Okuma parçası:

Devletin tepesindeki beyefendiler keşke ATATÜRK’ü anlayabilmiş olsalardı. Her şerde bir hayır vardır, diyerek tüm olumsuzluklara rağmen umut ediyorum ki milleti aydınlatmış, milli değerlere daha fazla sahiplenmiş, kapı kulları olmadıklarının bilincinin farkına varılabilmişlerdir. Gelişen olaylardan bunu anlamaktayız. Her şeye rağmen 21. yüzyılın Türklerin yüzyılı olacağına yürekten inanmaktayım. Eğer kendi milli değerlerimize uygun politikalar uygulayabilseydik, sanırım bugün dünyada sözü geçen, daha saygın bir ülke konumunda olurduk. Ekonomisi daha güçlü, dünyada söz sahibi, dünyaya yön veren bir güçtük. Cumhuriyetin ilk yıllarında yapılan; sanayide, sağlıkta, eğitimde, tarımda, her alanda yapılanlar günün şartlarına göre devrim niteliğindeydi. İlk 10-15 yılda dünyayı şaşırtan bir gelişme sağlanmıştır. İşte eğer bugün sanayide, tarımda her alanda biraz ileride olduğumuzu düşünüyorsak bu, atılan o sağlam temellerin eseridir. Tüm bu ilerlemeyi kime borçlu olduğumuzu, o felsefeyi en azından liderlerimiz anlayabiliyor mu? Hepsini kastetmiyorum tabii ki; yüzeysel politika yapanlar, karın boşluğuna vuranlar maalesef milletten yetki almayı başarabilmişlerdir.

Yapılacak iş: Atatürk'ü ve Cumhuriyetin ilk yıllarındaki kalkınmayı konu alan metni, son cümlesinden sonra kaldığı yerden sürdürün.

(Saklanan girdiler)

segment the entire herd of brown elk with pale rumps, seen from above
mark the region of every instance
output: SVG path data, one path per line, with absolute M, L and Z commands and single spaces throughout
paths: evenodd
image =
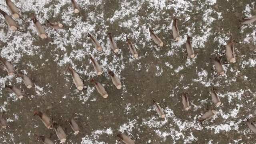
M 7 25 L 10 27 L 10 29 L 12 31 L 18 30 L 20 32 L 25 32 L 25 31 L 20 30 L 19 24 L 15 20 L 15 19 L 20 18 L 25 22 L 25 20 L 22 18 L 22 15 L 21 15 L 21 9 L 18 8 L 11 0 L 5 0 L 5 1 L 6 1 L 6 6 L 8 7 L 8 10 L 11 15 L 8 15 L 6 12 L 4 12 L 1 9 L 0 9 L 0 13 L 3 15 L 4 19 L 6 20 Z M 80 15 L 82 16 L 81 10 L 75 0 L 71 0 L 71 6 L 74 10 L 74 13 L 76 13 L 76 14 L 80 13 Z M 31 21 L 34 23 L 34 27 L 36 28 L 36 31 L 37 31 L 38 35 L 40 36 L 40 38 L 42 38 L 42 39 L 48 38 L 48 39 L 52 40 L 46 33 L 46 31 L 43 27 L 43 24 L 41 24 L 37 20 L 34 13 L 31 14 Z M 249 18 L 245 17 L 245 18 L 240 19 L 240 24 L 242 26 L 245 24 L 250 24 L 254 21 L 256 21 L 256 16 L 252 16 Z M 172 34 L 173 34 L 174 41 L 176 41 L 176 42 L 180 40 L 180 33 L 178 30 L 177 23 L 178 23 L 178 18 L 176 18 L 174 16 L 173 23 L 172 23 Z M 26 24 L 27 24 L 27 22 L 26 22 Z M 55 30 L 58 30 L 58 29 L 68 30 L 68 28 L 64 28 L 64 26 L 61 23 L 54 23 L 54 22 L 50 22 L 49 20 L 46 20 L 46 24 L 48 24 L 48 26 L 50 26 L 51 28 L 53 28 Z M 150 33 L 150 37 L 153 39 L 153 41 L 156 45 L 158 45 L 159 47 L 162 47 L 164 45 L 164 42 L 162 42 L 162 40 L 154 33 L 154 30 L 149 28 L 149 33 Z M 118 49 L 118 46 L 114 40 L 114 37 L 112 36 L 112 33 L 109 32 L 107 35 L 109 37 L 110 48 L 111 48 L 112 52 L 114 52 L 115 54 L 118 53 L 120 51 L 120 49 Z M 103 50 L 103 47 L 101 46 L 100 42 L 98 42 L 98 40 L 96 38 L 94 38 L 94 36 L 92 36 L 91 34 L 88 33 L 88 37 L 92 41 L 92 43 L 97 51 L 100 52 Z M 192 36 L 189 36 L 187 34 L 187 40 L 186 40 L 186 44 L 185 44 L 186 51 L 187 51 L 187 58 L 194 58 L 194 56 L 195 56 L 191 40 L 192 40 Z M 139 55 L 138 55 L 137 49 L 134 47 L 134 45 L 132 44 L 132 41 L 130 40 L 130 38 L 128 38 L 128 36 L 126 36 L 126 42 L 128 43 L 128 48 L 129 48 L 132 56 L 134 58 L 138 58 Z M 225 46 L 225 48 L 226 48 L 226 63 L 236 62 L 236 55 L 235 55 L 235 51 L 234 51 L 234 44 L 236 44 L 236 43 L 238 43 L 238 42 L 236 42 L 236 40 L 234 40 L 233 38 L 230 38 L 229 42 L 226 44 L 226 46 Z M 95 58 L 93 58 L 91 55 L 89 55 L 89 59 L 92 63 L 95 73 L 98 76 L 102 75 L 102 73 L 103 73 L 102 67 L 97 62 L 97 60 Z M 222 64 L 223 64 L 222 56 L 217 55 L 217 56 L 215 56 L 215 58 L 210 58 L 210 60 L 214 64 L 216 72 L 220 75 L 224 75 L 225 70 L 222 66 Z M 31 80 L 28 76 L 26 76 L 20 72 L 16 72 L 14 69 L 14 66 L 12 66 L 12 64 L 10 62 L 8 62 L 5 58 L 3 58 L 1 56 L 0 56 L 0 61 L 10 76 L 15 75 L 17 77 L 22 78 L 24 84 L 29 89 L 33 87 L 33 85 L 34 85 L 33 80 Z M 70 64 L 68 65 L 67 70 L 70 72 L 70 74 L 72 76 L 72 80 L 73 80 L 76 88 L 80 91 L 86 90 L 86 87 L 84 86 L 84 80 L 82 78 L 80 78 L 78 72 L 76 72 Z M 110 70 L 110 68 L 107 68 L 107 73 L 111 76 L 112 83 L 114 84 L 114 86 L 118 90 L 120 90 L 122 88 L 122 83 L 121 83 L 120 79 L 118 78 L 118 76 L 116 76 L 116 74 L 114 74 L 114 72 L 112 70 Z M 100 84 L 100 82 L 96 81 L 92 76 L 90 77 L 90 82 L 92 82 L 95 85 L 96 90 L 103 98 L 108 97 L 108 92 L 105 90 L 105 88 L 102 86 L 102 84 Z M 12 86 L 12 85 L 6 85 L 5 87 L 9 88 L 17 96 L 17 98 L 19 98 L 19 99 L 24 98 L 24 94 L 22 93 L 22 90 L 20 90 L 20 88 L 18 88 L 16 86 Z M 221 101 L 220 101 L 220 98 L 218 97 L 218 94 L 216 93 L 216 88 L 214 88 L 214 87 L 211 88 L 210 95 L 212 97 L 214 104 L 219 106 L 221 104 Z M 182 92 L 182 94 L 181 94 L 182 104 L 183 104 L 183 108 L 185 111 L 190 110 L 188 96 L 189 96 L 188 92 L 186 92 L 186 91 Z M 154 106 L 156 108 L 156 112 L 159 114 L 160 118 L 165 118 L 164 110 L 160 107 L 160 105 L 155 100 L 153 100 L 153 104 L 154 104 Z M 205 112 L 205 114 L 203 114 L 199 118 L 199 120 L 198 120 L 199 122 L 204 122 L 205 120 L 209 120 L 214 115 L 216 115 L 217 112 L 215 110 L 213 110 L 213 108 L 211 106 L 208 106 L 207 109 L 208 109 L 208 111 Z M 9 125 L 8 125 L 8 122 L 4 119 L 4 113 L 5 112 L 3 112 L 2 116 L 0 117 L 0 124 L 1 124 L 2 128 L 7 128 Z M 48 116 L 48 114 L 46 114 L 46 113 L 36 111 L 34 113 L 34 116 L 38 116 L 40 118 L 40 120 L 42 120 L 43 124 L 48 129 L 53 128 L 55 130 L 56 135 L 60 140 L 60 143 L 65 142 L 66 141 L 66 132 L 65 132 L 64 128 L 62 128 L 62 126 L 60 124 L 53 122 L 53 119 L 50 118 L 50 116 Z M 79 126 L 75 122 L 75 120 L 73 118 L 70 118 L 70 119 L 66 119 L 66 122 L 68 122 L 70 124 L 72 130 L 74 131 L 74 134 L 78 134 L 78 132 L 80 130 L 79 130 Z M 250 130 L 252 130 L 254 133 L 256 133 L 256 126 L 254 125 L 253 122 L 251 122 L 250 120 L 247 119 L 246 124 L 248 125 Z M 42 142 L 44 142 L 44 144 L 54 144 L 54 142 L 46 136 L 36 136 L 36 139 L 42 140 Z M 117 139 L 118 139 L 118 141 L 123 141 L 126 144 L 134 144 L 135 143 L 134 140 L 132 140 L 130 137 L 126 136 L 126 134 L 124 134 L 124 133 L 118 134 Z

Sonuç aşağıda:
Bu bağlamda gelelim; ATATÜRK nedir, ne değildir.
Rahmetli Celal Bayar anılarında Atatürk’ten söz ederken onun ne kadar dahi biri olduğunu her fırsatta ve çoğu sohbetlerinde anlatmıştır. “Atatürk büyük adamdı.” der.
“Büyük adamlar; büyük dağlar gibidir, onlardan uzaklaştıkça haşmetleri ortaya çıkar.” Yine Bayar, “Ben onun sağlığında yanı başında çalışırken, o zaman da büyük adam olduğunu biliyordum, çünkü bizden farklı yanları olduğunu biliyordum. Ne zaman bir dara, içinden çıkılamaz bir durum olsa ona koşardık çünkü bilirdik ki onda tüm kapıları açan bir anahtar mutlaka vardı. Fakat yıllar geçtikçe bu büyüklüğün ne derecede bir büyüklük olduğunu daha iyi idrak ediyorum.” demiştir.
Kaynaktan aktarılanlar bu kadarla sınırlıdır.